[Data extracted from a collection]
....................
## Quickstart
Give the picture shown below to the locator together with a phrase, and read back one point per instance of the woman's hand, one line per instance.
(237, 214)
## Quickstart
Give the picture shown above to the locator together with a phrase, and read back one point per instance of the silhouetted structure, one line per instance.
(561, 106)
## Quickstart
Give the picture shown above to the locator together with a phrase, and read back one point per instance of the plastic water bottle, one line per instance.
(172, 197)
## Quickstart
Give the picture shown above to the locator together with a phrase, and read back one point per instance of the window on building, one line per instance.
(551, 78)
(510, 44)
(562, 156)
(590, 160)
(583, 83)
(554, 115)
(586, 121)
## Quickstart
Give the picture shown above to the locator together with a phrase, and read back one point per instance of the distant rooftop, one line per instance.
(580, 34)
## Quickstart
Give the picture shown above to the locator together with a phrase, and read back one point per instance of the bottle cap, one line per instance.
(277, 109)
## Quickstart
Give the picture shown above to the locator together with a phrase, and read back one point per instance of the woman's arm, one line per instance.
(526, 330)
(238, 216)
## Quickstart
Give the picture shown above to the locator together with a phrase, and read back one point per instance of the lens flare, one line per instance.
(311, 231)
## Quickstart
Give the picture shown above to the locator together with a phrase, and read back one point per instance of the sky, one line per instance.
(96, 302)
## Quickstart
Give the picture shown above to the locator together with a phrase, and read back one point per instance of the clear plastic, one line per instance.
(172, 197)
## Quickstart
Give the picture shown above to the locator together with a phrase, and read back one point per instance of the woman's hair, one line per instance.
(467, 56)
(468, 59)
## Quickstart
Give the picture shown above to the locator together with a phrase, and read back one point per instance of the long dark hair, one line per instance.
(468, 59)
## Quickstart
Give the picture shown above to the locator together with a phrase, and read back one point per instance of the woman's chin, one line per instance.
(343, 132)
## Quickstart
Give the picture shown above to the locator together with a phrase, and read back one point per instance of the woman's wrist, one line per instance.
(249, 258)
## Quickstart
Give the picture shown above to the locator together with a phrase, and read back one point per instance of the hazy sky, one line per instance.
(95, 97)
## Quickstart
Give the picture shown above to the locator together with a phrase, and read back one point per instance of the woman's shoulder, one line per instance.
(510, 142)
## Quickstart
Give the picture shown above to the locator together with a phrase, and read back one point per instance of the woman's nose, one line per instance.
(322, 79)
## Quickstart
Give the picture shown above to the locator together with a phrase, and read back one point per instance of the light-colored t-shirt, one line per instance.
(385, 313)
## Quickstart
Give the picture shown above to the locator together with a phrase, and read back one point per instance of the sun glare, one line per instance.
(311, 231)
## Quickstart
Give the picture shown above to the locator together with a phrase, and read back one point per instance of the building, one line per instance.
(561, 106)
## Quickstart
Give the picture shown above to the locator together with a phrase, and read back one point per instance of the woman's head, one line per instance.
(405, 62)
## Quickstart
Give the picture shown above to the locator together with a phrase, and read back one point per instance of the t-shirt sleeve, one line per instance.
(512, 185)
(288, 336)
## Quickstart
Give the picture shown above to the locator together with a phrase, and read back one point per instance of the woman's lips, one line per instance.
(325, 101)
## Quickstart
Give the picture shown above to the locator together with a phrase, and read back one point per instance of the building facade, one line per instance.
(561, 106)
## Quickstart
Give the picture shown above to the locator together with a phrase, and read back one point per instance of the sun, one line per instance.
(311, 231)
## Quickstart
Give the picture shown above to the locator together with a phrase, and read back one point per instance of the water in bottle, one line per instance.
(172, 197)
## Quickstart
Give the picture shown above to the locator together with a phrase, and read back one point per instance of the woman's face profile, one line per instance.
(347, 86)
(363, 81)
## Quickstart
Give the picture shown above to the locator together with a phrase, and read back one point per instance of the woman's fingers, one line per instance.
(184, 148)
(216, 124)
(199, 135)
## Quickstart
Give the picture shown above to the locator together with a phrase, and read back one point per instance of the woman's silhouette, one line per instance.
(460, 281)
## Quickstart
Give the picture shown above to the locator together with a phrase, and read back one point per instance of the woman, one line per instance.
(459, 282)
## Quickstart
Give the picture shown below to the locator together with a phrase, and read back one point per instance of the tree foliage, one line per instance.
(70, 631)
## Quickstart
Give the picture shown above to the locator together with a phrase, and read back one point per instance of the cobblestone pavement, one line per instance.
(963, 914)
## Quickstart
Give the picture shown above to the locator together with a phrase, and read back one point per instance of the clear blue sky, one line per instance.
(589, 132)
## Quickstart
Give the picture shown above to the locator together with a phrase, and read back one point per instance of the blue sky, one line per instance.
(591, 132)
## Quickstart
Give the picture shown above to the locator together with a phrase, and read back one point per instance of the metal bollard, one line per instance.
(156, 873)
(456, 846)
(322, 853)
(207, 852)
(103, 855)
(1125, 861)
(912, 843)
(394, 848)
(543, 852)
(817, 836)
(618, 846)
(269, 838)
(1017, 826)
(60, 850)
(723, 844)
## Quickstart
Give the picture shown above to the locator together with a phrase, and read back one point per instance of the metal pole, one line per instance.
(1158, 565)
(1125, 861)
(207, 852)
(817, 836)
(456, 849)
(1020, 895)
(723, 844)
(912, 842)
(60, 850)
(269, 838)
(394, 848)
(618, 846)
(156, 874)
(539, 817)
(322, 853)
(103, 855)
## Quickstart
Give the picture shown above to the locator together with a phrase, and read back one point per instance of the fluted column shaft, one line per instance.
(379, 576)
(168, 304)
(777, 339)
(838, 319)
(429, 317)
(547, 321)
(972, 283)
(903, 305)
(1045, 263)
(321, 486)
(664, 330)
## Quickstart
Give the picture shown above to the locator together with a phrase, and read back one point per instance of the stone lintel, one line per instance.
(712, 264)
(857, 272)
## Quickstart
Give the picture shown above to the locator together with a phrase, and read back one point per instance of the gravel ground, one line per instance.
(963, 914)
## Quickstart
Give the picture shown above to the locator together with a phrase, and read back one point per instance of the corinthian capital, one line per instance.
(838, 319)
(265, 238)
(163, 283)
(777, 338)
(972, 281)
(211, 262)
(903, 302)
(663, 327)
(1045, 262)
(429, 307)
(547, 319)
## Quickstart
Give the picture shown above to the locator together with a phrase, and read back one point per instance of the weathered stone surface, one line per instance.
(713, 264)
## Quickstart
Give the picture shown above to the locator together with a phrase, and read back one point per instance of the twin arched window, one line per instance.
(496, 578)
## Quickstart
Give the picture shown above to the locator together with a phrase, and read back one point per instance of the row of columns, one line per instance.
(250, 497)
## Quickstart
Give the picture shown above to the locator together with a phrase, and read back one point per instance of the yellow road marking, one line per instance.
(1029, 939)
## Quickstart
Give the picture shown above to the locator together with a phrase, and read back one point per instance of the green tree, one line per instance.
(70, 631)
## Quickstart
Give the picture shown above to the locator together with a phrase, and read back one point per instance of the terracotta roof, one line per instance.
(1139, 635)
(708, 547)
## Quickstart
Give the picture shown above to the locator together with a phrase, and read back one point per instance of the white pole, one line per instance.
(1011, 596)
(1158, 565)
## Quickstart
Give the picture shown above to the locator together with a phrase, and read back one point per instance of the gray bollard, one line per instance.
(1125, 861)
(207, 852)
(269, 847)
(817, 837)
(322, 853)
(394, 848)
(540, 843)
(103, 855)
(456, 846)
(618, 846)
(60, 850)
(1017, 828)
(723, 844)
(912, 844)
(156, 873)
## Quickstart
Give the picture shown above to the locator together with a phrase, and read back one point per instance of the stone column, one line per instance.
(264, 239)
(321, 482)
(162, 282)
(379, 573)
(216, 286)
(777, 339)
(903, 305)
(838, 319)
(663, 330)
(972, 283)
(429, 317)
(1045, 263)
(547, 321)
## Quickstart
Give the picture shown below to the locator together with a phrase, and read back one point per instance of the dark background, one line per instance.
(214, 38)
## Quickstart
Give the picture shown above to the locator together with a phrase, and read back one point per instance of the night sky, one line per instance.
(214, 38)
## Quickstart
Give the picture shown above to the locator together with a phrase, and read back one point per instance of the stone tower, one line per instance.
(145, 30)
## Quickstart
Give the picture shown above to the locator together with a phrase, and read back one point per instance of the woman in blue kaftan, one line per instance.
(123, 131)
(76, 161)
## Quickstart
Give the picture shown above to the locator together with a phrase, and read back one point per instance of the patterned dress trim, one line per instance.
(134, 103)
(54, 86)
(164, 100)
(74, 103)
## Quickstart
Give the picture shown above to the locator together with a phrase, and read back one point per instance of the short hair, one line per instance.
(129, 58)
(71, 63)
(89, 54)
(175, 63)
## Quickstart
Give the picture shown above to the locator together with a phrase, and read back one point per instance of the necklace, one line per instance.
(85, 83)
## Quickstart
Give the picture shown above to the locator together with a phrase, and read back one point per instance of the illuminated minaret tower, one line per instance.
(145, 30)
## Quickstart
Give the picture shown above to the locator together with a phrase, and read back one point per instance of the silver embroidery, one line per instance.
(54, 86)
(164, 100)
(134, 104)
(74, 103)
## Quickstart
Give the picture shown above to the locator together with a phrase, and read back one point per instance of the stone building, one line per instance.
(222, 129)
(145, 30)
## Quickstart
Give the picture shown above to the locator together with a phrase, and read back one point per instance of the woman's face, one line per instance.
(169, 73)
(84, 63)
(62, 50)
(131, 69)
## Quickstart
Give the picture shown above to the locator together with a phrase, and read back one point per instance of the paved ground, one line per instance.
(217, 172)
....................
* [WORK INSTRUCTIONS]:
Beginning at the line with "paved ground, one line per instance." and ending at the last line of the entries, print every line exactly.

* [PROBLEM SOLUTION]:
Give the picture shown above to the locator together with a phrase, and read back one point per instance of the paved ground, one line per instance.
(217, 172)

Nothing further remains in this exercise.